Brief 1: In the fig-growing post, when was the Grise de Saint Jean tree planted in Brittany?
Brief 2: Print the fig-growing post from "For Southern British" to "with our rain.", word for word.

Provided passage:
════════
For Southern British Columbians, these varieties have done very well for me in-ground with no winter protection.

Desert King                      Florea
Granthams Royal              RdB
Latarrula                          Salem Dark 
Gilette                             Melanzzana
Osborne Prolific                EXCEPTION --- LSU O'ROURKE grown in a large garbage bin
Longue d'Aout                  Brunswick -- excellent brebas if ripens in right sunny weather

Hope the info helps. Stay away from Brown Turkeys, Stella, VdB/Negronne, Atreano unless you have green house. They ripen either late or rupture real bad with our rain. 


Tank you Pol.I love you posts.

Hi Paully,
The best result for me here in Brittany is by far "Grise de Saint Jean". My fastest and most producive fig tree. I planted it in march 2011 as a two feet tall little tree, and three years later it is over six feet! Last year despite a very cold spring, it gave me over 60 excellents brebas figs in august. This year which is warmer I got over 80 figs 10 days earlier, the tree even managed to produce some main figs as 2014 is the warmest year on record for over a century! For two years it got mosaic virus but eventually overcame the disease.
════════
Recorded data:
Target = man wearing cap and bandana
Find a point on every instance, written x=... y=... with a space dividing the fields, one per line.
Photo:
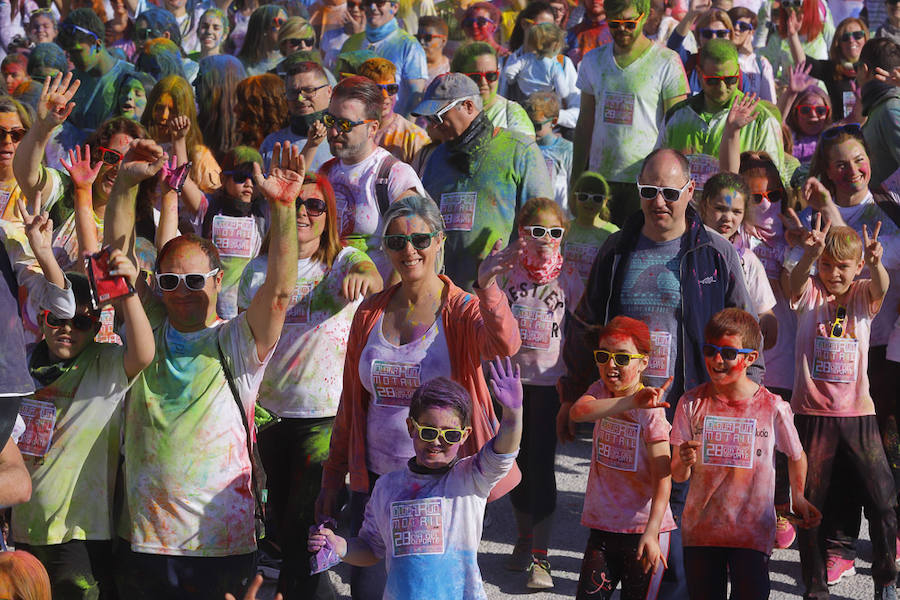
════════
Final answer 1: March 2011

Final answer 2:
For Southern British Columbians, these varieties have done very well for me in-ground with no winter protection.

Desert King                      Florea
Granthams Royal              RdB
Latarrula                          Salem Dark 
Gilette                             Melanzzana
Osborne Prolific                EXCEPTION --- LSU O'ROURKE grown in a large garbage bin
Longue d'Aout                  Brunswick -- excellent brebas if ripens in right sunny weather

Hope the info helps. Stay away from Brown Turkeys, Stella, VdB/Negronne, Atreano unless you have green house. They ripen either late or rupture real bad with our rain.